◆ **Dataset**
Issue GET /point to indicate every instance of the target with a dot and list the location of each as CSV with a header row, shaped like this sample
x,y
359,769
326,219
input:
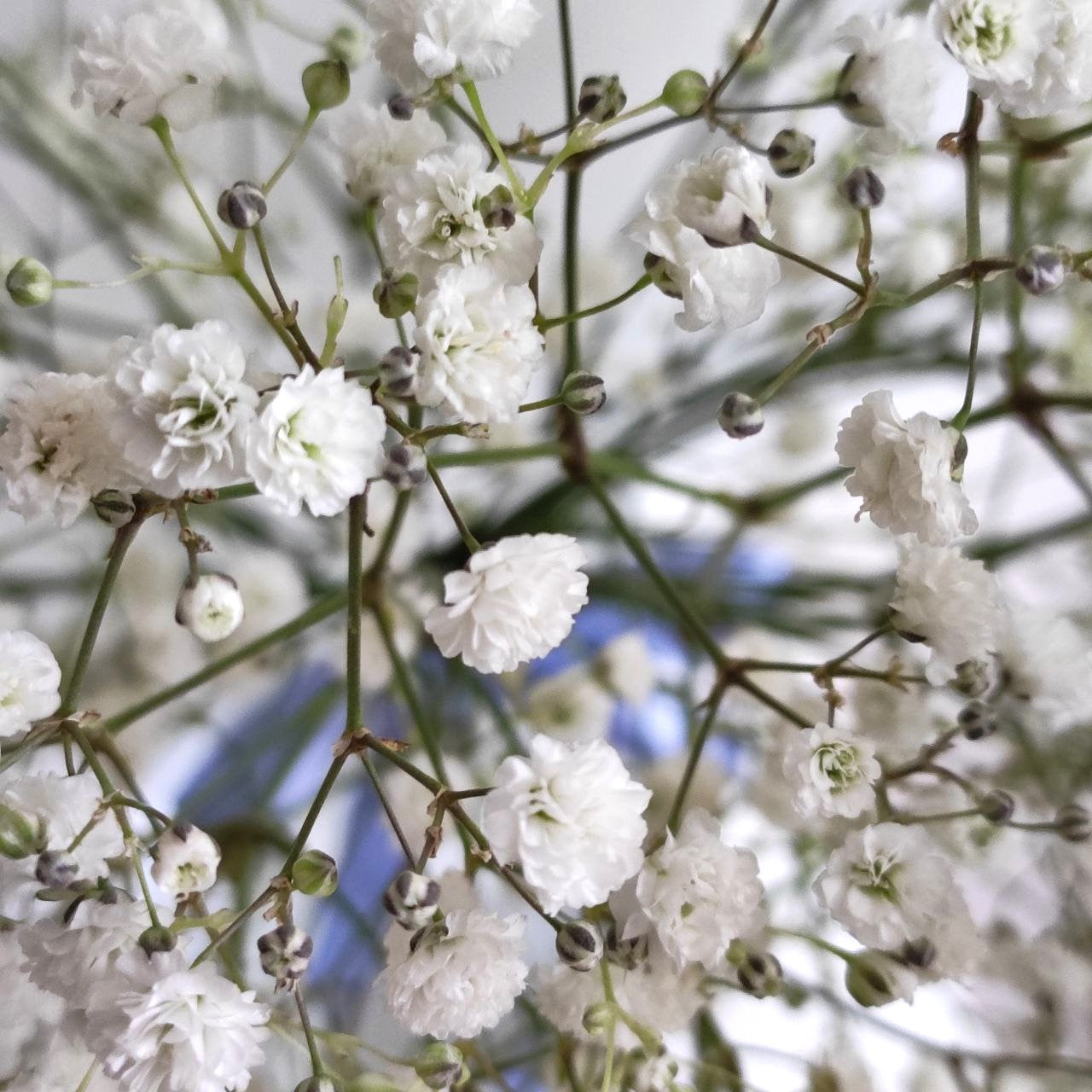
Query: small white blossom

◆ **What to produce**
Word for word, set down each record shown above, omitting the pictures.

◆ **Exercise output**
Issue GET /point to indicate every instance of the target with a dot and list the location of each as CSV with a header row, shaped like this sample
x,y
359,769
326,219
input:
Query: small white blossom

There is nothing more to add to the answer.